* **TASK INSTRUCTIONS**
Return exactly the span of lines that opens with the line containing "negative clicks: (235, 138)" and closes with the last line of the data, inclusive.

* **EXTRACTED RECORDS**
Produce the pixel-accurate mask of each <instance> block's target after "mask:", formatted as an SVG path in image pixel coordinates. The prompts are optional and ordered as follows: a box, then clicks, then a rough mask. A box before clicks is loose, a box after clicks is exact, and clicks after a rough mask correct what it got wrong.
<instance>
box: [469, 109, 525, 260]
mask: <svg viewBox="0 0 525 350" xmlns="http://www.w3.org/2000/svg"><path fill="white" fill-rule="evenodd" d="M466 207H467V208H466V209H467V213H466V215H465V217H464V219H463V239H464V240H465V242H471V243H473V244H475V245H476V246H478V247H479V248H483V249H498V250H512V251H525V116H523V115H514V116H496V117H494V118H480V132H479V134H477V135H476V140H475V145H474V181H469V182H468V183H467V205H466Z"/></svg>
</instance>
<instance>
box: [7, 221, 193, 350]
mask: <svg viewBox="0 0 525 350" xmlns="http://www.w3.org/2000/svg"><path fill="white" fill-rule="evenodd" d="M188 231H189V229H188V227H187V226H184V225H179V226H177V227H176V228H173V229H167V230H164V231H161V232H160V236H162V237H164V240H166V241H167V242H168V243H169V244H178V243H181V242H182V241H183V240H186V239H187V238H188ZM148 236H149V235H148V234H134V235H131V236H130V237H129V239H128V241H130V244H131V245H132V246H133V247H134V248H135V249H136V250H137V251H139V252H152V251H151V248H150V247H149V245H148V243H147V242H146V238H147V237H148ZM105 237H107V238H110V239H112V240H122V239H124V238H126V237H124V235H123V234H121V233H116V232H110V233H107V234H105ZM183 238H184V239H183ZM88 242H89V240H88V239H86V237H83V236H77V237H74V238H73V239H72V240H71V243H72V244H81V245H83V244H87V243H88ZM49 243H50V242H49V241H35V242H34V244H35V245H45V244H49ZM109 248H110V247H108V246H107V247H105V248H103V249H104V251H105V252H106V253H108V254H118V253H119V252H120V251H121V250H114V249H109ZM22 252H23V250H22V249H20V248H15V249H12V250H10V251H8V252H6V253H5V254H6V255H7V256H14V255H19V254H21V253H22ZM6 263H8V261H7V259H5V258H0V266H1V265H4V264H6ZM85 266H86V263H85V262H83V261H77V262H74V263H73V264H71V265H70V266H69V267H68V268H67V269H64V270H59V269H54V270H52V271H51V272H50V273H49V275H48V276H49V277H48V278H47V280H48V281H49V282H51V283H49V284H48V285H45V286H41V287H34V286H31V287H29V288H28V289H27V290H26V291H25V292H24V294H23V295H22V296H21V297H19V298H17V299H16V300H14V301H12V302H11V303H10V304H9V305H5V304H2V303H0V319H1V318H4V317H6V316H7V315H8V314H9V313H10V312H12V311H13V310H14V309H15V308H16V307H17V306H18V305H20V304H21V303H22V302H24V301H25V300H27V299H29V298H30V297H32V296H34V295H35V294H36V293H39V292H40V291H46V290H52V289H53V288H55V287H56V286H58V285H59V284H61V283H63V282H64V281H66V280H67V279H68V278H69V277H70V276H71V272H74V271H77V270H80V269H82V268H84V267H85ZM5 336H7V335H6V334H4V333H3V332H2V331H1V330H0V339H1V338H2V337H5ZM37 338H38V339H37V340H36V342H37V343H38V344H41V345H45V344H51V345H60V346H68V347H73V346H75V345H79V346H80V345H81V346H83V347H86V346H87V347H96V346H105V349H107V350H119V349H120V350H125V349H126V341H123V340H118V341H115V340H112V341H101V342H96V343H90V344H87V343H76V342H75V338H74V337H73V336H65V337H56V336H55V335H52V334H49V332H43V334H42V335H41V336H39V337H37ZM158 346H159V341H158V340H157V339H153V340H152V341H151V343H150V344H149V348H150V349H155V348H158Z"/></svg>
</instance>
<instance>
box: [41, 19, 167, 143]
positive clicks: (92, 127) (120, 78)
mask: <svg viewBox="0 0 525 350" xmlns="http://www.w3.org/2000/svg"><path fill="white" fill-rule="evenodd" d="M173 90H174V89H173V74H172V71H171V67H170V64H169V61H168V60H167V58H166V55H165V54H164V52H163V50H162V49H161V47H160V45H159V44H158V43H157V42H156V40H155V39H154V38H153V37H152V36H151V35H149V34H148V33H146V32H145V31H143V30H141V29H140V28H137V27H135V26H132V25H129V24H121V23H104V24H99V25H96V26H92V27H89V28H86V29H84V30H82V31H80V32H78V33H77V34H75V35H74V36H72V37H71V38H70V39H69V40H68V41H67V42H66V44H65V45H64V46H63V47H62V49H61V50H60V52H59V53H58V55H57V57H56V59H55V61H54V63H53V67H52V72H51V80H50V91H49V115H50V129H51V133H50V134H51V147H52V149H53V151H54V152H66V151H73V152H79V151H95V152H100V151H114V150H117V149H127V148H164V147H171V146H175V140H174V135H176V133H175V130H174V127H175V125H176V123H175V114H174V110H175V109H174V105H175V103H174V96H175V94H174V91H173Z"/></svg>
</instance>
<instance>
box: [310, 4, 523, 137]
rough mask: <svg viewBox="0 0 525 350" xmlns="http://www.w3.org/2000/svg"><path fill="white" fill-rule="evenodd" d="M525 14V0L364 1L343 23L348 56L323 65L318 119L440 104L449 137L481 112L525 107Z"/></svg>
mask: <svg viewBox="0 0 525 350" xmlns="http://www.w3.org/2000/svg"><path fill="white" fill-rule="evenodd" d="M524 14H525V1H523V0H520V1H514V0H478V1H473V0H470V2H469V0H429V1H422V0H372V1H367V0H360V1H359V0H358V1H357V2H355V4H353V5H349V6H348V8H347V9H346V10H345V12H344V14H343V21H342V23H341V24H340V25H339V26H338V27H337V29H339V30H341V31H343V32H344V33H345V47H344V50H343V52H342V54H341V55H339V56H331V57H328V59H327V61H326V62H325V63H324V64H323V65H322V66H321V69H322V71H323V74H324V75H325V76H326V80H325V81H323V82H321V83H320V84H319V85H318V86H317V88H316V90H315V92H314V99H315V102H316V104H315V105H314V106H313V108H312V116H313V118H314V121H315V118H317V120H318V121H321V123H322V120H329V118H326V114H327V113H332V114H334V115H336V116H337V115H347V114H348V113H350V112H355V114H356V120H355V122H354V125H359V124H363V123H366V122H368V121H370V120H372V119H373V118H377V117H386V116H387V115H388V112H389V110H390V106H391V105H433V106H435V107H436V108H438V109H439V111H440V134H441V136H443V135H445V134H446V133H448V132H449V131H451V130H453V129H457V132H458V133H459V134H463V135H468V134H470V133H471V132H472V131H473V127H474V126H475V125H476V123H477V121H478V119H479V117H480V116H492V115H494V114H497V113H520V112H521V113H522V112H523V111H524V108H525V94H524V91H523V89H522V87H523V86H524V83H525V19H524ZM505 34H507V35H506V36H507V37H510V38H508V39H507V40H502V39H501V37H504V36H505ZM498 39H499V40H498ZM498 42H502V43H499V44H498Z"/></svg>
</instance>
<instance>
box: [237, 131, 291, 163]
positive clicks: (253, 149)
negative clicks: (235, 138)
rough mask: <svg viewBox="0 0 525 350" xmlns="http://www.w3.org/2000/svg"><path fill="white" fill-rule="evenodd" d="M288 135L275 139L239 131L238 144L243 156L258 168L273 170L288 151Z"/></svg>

* **EXERCISE RESULT**
negative clicks: (235, 138)
rough mask: <svg viewBox="0 0 525 350" xmlns="http://www.w3.org/2000/svg"><path fill="white" fill-rule="evenodd" d="M288 135L275 139L239 131L238 144L243 156L258 168L273 170L288 151Z"/></svg>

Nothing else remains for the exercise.